- **ASSIGNMENT**: Give as a numbered list everything from the start of the entries down to the line containing "box: [0, 102, 24, 135]", both ends included, leaving out any blank lines.

- **Data entries**:
──────────────────────────────

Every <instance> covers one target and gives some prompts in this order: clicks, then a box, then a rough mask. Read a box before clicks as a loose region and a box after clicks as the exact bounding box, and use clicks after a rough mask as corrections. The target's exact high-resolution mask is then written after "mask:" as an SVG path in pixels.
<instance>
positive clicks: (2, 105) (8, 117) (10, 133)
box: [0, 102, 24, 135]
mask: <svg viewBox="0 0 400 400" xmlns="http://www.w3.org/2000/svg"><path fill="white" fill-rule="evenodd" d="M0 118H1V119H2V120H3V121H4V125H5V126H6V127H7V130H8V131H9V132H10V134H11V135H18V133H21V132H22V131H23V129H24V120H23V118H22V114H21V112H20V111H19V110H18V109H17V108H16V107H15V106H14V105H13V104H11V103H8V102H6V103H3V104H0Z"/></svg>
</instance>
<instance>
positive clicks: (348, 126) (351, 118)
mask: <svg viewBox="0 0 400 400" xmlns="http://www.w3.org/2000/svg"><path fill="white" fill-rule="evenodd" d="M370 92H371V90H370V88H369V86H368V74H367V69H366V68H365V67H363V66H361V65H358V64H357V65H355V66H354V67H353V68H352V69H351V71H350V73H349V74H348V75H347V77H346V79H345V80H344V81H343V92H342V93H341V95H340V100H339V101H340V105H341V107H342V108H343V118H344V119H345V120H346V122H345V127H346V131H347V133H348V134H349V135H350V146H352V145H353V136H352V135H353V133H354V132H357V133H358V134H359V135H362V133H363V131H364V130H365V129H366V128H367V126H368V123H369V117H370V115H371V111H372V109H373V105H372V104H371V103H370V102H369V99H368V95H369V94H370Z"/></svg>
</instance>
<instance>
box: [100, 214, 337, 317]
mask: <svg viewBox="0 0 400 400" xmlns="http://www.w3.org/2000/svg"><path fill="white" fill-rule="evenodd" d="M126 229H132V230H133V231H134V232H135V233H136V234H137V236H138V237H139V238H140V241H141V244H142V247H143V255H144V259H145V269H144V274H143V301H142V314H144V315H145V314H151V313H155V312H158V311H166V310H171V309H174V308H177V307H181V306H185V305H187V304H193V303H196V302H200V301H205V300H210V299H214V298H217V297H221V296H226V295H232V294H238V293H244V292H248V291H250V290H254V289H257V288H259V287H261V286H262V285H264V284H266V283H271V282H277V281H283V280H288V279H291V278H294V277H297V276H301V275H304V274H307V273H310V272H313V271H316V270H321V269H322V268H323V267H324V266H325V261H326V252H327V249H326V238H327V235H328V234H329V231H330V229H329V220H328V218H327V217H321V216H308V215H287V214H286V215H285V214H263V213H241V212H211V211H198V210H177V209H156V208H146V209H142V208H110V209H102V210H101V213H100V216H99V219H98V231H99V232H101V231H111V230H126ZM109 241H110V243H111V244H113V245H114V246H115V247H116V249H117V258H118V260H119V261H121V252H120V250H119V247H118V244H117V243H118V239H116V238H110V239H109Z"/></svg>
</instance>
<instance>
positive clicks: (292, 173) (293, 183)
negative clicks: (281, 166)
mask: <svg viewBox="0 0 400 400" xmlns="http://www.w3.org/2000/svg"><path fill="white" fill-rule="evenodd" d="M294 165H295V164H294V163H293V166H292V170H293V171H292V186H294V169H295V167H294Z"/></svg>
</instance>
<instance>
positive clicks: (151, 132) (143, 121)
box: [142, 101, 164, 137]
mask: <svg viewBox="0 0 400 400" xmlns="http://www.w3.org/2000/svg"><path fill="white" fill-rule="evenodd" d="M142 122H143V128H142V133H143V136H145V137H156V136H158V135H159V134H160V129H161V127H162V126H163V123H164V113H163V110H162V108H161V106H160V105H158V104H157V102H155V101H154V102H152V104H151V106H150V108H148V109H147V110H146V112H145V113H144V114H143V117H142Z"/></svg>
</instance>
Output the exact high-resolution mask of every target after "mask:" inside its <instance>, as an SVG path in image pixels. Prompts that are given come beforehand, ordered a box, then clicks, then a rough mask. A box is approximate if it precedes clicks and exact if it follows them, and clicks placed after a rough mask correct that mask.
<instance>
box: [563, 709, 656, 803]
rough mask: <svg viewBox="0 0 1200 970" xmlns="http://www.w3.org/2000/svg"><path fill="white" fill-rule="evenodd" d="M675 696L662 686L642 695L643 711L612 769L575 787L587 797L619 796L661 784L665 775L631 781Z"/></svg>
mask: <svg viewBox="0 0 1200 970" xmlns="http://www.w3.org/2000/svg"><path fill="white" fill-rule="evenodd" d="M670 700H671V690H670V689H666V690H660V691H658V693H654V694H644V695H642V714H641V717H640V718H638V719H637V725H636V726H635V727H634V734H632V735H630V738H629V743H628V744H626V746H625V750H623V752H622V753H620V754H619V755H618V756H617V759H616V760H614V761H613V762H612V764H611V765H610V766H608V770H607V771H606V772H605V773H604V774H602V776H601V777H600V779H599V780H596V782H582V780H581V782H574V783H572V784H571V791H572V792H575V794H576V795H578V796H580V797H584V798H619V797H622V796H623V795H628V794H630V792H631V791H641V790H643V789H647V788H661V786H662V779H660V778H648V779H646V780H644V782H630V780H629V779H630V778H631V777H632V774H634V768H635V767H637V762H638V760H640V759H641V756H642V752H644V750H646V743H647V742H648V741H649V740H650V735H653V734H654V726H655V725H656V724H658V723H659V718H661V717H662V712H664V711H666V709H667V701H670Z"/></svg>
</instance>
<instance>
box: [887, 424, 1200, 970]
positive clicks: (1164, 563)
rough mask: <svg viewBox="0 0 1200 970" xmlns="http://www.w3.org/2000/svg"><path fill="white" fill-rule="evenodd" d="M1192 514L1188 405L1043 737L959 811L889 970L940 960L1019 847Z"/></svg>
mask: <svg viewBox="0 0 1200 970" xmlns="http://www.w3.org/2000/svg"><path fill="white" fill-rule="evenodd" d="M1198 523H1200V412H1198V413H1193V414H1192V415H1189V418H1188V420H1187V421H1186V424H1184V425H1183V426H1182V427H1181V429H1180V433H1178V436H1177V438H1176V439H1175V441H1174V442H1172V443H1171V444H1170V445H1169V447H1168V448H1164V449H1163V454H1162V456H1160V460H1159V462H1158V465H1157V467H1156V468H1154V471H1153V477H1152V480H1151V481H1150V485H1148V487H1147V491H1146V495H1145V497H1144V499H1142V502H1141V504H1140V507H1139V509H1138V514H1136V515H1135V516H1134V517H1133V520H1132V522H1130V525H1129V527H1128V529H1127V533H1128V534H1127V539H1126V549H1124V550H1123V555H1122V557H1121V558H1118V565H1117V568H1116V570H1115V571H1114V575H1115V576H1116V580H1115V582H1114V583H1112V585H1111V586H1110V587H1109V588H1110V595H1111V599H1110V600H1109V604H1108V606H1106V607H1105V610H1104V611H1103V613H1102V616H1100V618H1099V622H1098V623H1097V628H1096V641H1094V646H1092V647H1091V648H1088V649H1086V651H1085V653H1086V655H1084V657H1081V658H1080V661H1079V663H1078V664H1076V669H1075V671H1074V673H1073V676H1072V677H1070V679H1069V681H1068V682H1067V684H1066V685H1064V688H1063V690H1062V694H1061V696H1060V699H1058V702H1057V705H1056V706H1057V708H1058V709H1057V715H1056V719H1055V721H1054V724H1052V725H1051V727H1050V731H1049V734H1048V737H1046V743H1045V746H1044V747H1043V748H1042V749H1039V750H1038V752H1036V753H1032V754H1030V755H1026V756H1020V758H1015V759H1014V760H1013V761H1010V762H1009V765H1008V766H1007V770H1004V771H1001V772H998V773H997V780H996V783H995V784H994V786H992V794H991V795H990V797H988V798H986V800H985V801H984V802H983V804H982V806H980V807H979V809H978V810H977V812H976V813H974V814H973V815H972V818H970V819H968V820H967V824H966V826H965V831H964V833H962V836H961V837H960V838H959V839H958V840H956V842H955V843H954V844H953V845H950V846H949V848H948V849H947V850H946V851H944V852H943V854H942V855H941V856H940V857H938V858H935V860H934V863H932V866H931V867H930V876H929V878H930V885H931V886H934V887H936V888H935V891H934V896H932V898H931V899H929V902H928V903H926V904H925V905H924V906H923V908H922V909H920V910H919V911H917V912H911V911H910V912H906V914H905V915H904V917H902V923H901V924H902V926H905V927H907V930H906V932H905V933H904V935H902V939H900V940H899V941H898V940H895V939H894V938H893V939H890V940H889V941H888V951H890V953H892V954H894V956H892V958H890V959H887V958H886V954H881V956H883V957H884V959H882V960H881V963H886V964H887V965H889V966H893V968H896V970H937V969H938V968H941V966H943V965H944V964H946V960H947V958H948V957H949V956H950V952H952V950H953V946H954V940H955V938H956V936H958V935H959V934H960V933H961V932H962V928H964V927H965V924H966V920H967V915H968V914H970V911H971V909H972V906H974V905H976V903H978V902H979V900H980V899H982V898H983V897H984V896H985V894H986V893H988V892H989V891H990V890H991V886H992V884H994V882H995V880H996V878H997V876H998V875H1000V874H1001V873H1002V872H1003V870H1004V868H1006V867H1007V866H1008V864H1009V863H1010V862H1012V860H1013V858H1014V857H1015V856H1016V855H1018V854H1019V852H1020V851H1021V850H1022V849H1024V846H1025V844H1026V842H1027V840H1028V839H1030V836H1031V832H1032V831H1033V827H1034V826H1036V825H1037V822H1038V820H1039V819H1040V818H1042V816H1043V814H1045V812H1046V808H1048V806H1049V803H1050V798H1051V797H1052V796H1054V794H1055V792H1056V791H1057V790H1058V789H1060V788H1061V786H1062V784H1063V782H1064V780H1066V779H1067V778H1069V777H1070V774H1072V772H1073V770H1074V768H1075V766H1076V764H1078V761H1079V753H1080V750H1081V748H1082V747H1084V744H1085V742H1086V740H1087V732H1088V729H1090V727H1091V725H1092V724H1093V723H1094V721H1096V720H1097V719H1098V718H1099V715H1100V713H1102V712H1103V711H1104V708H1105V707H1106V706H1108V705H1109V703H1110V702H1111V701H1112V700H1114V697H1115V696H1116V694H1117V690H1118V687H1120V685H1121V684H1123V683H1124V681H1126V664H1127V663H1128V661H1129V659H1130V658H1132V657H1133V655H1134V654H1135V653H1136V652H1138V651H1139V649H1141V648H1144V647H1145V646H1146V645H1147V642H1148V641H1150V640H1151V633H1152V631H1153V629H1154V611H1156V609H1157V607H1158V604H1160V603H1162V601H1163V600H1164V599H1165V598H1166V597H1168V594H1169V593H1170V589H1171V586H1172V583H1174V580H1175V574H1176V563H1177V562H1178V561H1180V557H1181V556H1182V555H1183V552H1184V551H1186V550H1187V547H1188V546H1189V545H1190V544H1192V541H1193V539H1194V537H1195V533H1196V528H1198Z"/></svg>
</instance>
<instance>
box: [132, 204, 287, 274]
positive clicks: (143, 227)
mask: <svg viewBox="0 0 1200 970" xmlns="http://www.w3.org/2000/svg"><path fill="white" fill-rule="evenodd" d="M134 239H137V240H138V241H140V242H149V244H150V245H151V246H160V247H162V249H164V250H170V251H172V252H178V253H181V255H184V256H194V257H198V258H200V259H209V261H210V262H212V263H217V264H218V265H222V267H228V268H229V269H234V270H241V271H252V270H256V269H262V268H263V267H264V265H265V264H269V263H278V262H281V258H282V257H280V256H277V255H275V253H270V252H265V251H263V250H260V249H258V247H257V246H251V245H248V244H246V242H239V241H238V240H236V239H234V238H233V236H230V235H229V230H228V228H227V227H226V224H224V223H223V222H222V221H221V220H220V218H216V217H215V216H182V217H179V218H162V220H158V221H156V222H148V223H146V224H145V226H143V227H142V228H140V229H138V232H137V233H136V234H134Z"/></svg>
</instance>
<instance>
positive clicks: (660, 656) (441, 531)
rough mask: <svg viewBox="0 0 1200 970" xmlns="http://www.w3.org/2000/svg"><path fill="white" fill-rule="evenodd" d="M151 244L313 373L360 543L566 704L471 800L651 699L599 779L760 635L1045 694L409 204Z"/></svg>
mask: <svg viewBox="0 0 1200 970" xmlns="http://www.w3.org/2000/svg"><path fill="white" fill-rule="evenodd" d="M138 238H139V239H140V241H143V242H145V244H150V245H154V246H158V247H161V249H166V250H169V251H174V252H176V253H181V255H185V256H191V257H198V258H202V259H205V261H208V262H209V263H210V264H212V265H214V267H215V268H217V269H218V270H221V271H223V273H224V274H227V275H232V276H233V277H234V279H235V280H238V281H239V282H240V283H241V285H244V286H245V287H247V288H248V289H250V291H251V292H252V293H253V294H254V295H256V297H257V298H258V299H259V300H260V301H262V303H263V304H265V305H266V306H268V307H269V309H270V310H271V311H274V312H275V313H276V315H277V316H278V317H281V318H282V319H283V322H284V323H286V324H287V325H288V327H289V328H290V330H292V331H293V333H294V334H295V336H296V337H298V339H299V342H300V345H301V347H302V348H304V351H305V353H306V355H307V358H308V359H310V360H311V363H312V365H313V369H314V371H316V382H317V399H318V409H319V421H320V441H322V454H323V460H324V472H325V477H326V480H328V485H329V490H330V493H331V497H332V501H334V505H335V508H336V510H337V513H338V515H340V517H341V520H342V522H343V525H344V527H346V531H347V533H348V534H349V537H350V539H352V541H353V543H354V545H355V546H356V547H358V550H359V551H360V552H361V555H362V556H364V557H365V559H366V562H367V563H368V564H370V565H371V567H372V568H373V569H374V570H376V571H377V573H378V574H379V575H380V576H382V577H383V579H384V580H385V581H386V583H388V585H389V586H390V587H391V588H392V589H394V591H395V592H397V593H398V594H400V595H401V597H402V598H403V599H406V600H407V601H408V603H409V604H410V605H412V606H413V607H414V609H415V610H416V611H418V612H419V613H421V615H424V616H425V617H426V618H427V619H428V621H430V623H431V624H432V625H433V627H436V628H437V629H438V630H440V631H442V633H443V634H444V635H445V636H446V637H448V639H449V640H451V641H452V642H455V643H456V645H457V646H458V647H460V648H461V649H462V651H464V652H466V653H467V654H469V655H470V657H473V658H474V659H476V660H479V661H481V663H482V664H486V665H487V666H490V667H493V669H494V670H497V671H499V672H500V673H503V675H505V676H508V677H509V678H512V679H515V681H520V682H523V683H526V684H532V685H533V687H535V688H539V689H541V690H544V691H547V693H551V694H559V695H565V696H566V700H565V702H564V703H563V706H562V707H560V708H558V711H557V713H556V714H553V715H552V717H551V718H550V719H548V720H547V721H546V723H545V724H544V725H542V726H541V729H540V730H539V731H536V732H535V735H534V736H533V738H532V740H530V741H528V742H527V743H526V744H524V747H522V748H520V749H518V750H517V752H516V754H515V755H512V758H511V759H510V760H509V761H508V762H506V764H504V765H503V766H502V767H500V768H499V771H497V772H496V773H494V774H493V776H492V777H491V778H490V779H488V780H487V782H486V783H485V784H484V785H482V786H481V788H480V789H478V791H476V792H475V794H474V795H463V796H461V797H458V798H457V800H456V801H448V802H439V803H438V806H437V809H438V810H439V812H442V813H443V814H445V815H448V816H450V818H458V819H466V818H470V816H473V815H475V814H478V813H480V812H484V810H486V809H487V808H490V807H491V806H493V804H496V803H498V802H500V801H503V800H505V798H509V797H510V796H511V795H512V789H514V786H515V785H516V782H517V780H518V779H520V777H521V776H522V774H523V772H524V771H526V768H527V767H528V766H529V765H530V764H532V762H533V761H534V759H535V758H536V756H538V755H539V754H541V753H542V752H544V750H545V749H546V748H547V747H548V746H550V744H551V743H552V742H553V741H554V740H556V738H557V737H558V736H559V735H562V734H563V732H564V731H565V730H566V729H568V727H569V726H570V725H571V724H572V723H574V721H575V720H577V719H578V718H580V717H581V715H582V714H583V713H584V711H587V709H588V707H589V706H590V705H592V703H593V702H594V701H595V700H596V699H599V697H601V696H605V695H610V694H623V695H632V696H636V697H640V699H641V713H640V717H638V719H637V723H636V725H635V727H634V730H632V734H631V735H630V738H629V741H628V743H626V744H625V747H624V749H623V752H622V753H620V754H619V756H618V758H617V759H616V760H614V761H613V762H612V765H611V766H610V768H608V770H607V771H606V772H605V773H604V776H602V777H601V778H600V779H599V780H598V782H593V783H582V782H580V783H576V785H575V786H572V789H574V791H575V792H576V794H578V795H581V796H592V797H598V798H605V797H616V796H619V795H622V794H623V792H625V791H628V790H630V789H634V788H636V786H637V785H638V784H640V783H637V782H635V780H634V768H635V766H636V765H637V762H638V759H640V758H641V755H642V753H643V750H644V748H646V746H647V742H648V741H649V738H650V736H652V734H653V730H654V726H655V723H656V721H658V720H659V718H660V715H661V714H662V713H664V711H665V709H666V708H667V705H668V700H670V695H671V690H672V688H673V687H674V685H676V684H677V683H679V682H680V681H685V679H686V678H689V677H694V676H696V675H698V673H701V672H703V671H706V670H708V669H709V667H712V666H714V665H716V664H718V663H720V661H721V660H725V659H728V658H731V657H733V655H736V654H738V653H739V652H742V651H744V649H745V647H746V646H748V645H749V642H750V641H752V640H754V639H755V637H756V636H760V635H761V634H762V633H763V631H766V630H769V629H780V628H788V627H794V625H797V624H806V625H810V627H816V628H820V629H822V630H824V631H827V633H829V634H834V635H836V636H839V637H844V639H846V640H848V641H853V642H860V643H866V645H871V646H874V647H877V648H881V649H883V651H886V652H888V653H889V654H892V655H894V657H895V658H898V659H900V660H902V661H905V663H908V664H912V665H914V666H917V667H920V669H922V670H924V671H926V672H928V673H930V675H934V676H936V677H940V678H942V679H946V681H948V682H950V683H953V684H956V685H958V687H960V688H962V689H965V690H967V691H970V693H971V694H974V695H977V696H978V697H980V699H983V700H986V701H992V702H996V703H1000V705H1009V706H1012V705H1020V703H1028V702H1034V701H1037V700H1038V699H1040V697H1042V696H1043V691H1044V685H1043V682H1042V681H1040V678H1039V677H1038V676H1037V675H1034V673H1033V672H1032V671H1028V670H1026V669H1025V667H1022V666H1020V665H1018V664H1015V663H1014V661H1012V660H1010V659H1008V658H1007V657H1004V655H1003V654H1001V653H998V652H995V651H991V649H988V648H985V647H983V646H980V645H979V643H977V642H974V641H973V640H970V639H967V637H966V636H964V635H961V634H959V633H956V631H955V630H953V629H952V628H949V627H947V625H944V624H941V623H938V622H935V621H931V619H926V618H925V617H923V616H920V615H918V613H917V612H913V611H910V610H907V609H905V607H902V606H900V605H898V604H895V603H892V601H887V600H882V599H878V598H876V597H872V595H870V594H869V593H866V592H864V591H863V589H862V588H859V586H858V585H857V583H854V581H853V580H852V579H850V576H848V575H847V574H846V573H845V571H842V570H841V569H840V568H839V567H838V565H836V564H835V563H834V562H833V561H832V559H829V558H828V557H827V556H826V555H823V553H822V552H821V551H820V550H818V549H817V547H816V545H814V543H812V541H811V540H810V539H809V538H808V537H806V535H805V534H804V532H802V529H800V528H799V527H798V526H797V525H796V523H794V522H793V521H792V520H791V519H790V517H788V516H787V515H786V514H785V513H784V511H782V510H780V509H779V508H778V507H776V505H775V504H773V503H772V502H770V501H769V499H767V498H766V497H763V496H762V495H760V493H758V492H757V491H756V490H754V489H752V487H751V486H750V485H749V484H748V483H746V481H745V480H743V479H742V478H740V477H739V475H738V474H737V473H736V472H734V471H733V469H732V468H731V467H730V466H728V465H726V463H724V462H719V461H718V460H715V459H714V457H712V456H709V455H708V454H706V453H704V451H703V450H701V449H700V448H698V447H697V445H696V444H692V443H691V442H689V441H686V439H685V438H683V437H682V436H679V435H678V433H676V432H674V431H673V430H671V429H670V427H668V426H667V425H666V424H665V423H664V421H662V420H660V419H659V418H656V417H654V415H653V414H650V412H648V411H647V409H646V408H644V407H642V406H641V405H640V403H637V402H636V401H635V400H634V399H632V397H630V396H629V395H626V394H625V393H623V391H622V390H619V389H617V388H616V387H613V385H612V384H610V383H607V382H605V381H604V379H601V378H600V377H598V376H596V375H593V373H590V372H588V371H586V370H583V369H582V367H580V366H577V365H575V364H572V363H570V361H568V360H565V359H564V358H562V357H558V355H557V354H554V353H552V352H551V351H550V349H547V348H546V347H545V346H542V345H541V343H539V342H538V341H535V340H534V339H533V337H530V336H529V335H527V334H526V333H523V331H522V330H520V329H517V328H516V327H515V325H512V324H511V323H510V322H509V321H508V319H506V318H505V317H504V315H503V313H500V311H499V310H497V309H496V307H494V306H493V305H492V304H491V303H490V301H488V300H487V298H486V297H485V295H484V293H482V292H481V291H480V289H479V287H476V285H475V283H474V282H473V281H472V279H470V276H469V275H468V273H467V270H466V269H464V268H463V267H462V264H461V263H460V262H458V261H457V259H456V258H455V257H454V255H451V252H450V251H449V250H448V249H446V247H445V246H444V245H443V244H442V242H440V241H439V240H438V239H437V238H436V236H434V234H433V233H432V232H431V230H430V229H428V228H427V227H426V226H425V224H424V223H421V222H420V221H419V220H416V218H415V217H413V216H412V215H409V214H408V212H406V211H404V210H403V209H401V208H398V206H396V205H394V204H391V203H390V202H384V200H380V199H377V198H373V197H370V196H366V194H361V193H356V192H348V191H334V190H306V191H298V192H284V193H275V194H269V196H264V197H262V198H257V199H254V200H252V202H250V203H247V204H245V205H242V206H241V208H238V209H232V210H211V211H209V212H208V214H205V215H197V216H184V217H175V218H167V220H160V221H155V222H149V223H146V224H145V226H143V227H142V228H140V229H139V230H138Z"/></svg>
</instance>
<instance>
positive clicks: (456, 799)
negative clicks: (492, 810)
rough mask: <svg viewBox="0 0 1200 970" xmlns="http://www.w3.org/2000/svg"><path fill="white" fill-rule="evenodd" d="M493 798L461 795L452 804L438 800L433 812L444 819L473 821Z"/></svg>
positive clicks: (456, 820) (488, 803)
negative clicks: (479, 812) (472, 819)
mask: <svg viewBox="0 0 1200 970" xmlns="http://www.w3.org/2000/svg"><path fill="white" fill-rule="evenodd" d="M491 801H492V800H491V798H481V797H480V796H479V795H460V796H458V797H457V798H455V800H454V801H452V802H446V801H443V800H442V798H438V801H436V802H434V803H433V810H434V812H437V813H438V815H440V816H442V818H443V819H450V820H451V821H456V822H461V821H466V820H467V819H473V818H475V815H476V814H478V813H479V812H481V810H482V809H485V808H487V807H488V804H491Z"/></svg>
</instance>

──────────────────────────────

- **OUTPUT FOR THIS TASK**:
1. Every <instance> covers one target and gives some prompts in this order: clicks, then a box, then a rough mask. Read a box before clicks as a loose region and a box after clicks as the exact bounding box, and use clicks after a rough mask as corrections. The target's exact high-resolution mask is then written after "mask:" as an SVG path in pixels.
2. <instance>
3. positive clicks: (2, 105) (8, 117) (10, 133)
4. box: [0, 102, 24, 135]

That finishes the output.